**Records**
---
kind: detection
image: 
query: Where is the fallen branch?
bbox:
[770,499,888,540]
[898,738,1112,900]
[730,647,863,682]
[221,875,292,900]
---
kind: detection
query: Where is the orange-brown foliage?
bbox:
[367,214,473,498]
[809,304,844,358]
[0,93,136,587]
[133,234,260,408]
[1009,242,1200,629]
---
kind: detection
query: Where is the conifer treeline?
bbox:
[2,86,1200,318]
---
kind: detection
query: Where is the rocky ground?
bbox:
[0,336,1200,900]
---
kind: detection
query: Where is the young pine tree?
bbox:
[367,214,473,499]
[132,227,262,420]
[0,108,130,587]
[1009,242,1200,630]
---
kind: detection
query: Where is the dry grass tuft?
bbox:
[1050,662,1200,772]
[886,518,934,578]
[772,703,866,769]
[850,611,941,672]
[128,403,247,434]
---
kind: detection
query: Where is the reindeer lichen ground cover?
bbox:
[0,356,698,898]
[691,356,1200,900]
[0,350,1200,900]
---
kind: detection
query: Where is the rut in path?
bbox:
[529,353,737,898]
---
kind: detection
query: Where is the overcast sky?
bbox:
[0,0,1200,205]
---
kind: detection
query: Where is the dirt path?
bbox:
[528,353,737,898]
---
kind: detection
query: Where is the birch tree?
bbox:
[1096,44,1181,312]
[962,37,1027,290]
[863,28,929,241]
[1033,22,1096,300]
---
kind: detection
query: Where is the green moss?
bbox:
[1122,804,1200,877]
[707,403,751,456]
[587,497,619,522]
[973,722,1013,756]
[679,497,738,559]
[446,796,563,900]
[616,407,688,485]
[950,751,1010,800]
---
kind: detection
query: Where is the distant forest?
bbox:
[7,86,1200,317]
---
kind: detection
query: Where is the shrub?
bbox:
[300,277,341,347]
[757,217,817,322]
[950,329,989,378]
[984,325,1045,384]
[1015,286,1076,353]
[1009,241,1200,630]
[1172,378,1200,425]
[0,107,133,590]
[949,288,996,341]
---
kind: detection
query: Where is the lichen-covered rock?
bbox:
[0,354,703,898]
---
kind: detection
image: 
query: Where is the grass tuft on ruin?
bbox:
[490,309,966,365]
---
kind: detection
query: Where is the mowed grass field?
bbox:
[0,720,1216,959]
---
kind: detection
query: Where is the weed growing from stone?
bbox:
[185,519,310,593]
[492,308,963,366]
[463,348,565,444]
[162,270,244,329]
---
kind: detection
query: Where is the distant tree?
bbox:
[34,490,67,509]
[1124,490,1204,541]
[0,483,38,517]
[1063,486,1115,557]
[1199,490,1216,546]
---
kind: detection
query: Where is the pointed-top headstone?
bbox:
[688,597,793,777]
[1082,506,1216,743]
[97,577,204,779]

**Exercise goal**
Starting at the first line of the items and ending at the line containing "[0,354,703,898]", repeat those lines in full, requests included. Scale every box coordinate in the answers by 2.3 and round each to a whole number, with halves rounding up.

**Written answer**
---
kind: detection
image: 
query: Where is the fallen branch?
bbox:
[1771,1148,2042,1242]
[2065,1697,2558,2070]
[1679,1488,1985,1569]
[508,2013,672,2070]
---
kind: detection
query: Where is the orange-brown foliage?
bbox:
[844,492,1088,1145]
[1861,699,1941,823]
[0,214,313,1350]
[306,538,598,938]
[2321,557,2760,1447]
---
kind: detection
query: Where is the conifer treeline?
bbox:
[5,198,2760,731]
---
kind: detection
query: Where is the rocky ground?
bbox:
[0,773,2760,2070]
---
kind: detection
query: Where is the young pine tree?
bbox:
[844,492,1088,1148]
[304,522,603,966]
[0,248,299,1350]
[2321,557,2760,1449]
---
kind: detection
query: Where is the dry grass tuft?
bbox:
[2415,1523,2760,1776]
[2038,1191,2148,1329]
[1776,1617,1992,1769]
[1955,1405,2164,1546]
[294,927,568,998]
---
kind: detection
query: Where is the reindeer lichen ground cover?
bbox:
[0,819,1605,2065]
[1589,819,2760,2070]
[0,805,2760,2070]
---
kind: detection
query: Where is the rut in path?
bbox:
[1217,812,1695,2065]
---
kind: detection
query: Where is the overcast sky?
bbox:
[0,0,2760,472]
---
kind: detection
query: Where is the dirt path?
bbox:
[1214,812,1695,2065]
---
kind: detection
query: Where is the birch tree?
bbox:
[2521,101,2716,718]
[2213,85,2362,667]
[1985,64,2137,554]
[2376,51,2521,690]
---
kind: detection
query: Where is the green moss?
bbox:
[2581,1849,2760,2017]
[1626,927,1727,1049]
[1350,1143,1424,1201]
[2238,1661,2330,1739]
[1562,1143,1697,1286]
[1026,1831,1295,2070]
[1417,936,1582,1116]
[2185,1727,2323,1840]
---
kind: detection
query: Where is the distant forest?
bbox:
[16,198,2760,729]
---
kind: detection
query: Where is the shrub?
bbox:
[690,637,784,798]
[1741,499,1879,741]
[2185,757,2275,869]
[2263,748,2404,883]
[2335,658,2475,812]
[2321,554,2760,1449]
[2696,869,2760,978]
[0,246,306,1357]
[2183,662,2291,784]
---
kind: detection
query: Where is the lichen-covered rock?
bbox:
[0,814,1617,2065]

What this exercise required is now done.